--- BEGIN RECORD SET ---

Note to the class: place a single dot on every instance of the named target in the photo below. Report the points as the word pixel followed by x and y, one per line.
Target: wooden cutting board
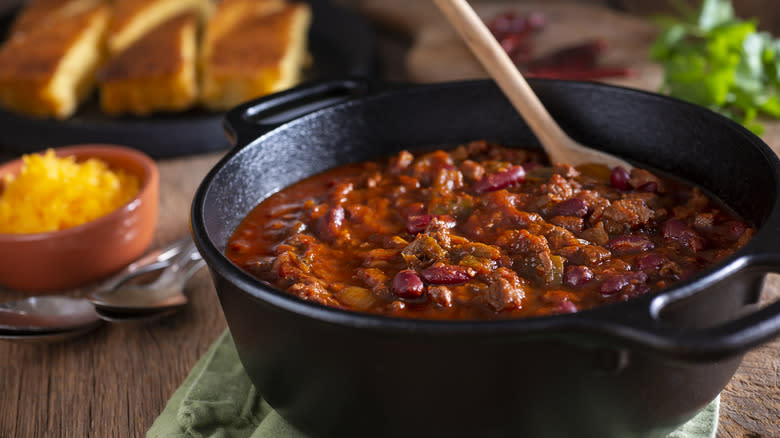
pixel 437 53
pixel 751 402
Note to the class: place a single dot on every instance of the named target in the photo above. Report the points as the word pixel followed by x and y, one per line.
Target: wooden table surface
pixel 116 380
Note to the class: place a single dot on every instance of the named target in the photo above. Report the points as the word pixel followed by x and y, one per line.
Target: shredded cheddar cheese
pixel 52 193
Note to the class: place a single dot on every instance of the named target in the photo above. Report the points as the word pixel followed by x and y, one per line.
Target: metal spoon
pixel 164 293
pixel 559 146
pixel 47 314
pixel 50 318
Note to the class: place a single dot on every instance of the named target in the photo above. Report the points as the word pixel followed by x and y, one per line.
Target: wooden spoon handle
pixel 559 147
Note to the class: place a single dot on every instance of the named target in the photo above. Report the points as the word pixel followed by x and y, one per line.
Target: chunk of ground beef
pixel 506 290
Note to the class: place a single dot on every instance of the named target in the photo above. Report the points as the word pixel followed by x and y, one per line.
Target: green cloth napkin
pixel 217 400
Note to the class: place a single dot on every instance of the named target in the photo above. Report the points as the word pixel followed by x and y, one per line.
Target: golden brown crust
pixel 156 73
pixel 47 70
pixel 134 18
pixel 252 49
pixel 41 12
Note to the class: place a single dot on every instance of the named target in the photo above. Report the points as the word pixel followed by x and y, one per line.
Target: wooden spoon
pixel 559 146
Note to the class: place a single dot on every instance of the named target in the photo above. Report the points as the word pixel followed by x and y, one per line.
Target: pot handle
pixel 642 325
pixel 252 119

--- END RECORD SET ---

SHORT PROBLEM ::
Every entry above is to be set down exactly; the pictures are to be left out.

ANSWER IN FULL ::
Note to the class: place a single dot on every instance of the named target in the photo below. Report the points as the word pixel followed by x and y, one per line.
Target: wooden cutting board
pixel 437 53
pixel 751 402
Note to the class: place a single dot on every instance of the named target in the photo above. Report the points as the word pixel followed by x and y, one per line.
Target: wooden table surface
pixel 116 380
Note to the class: place a single dot on every instance of the named target in the photo above. Report the points as the word pixel followed by x and y, one per line.
Target: shredded cheddar cheese
pixel 52 193
Note to the class: place a single dot on every instance of the named target in the photo above. Report the points as the word pixel followed by x and y, one per line.
Target: metal spoon
pixel 164 293
pixel 559 146
pixel 47 314
pixel 50 318
Note to the class: place a single dot on every instance of the named target in the photo above. Report the points as the word pixel followed by x and y, one per line.
Target: wooden spoon handle
pixel 559 147
Note to the class: place a single dot on every instance of the named target in the photo above. Report the points as the word pixel followed by x and y, one per line.
Target: chunk of ground beef
pixel 506 290
Note to the class: place a single dot on every instance of the named target in the photo above. Report the points as the word pixel followed by x and y, one per line.
Target: green cloth napkin
pixel 217 400
Note to the class: place a single dot on every instance of the named target in the photo above. Report the points as the word pixel followed by x and y, one per line.
Target: golden brown crust
pixel 156 73
pixel 47 70
pixel 134 18
pixel 252 49
pixel 41 12
Note to the class: place a single dot on every instance of the named target in the photo above. Report the points as the word pixel followed by x and y, one per line.
Target: wooden spoon
pixel 559 146
Note to the class: place a single dot on every instance of the named target in the photo above. Report the points as the word pixel followed by x and y, one per line.
Target: pot handle
pixel 642 325
pixel 252 119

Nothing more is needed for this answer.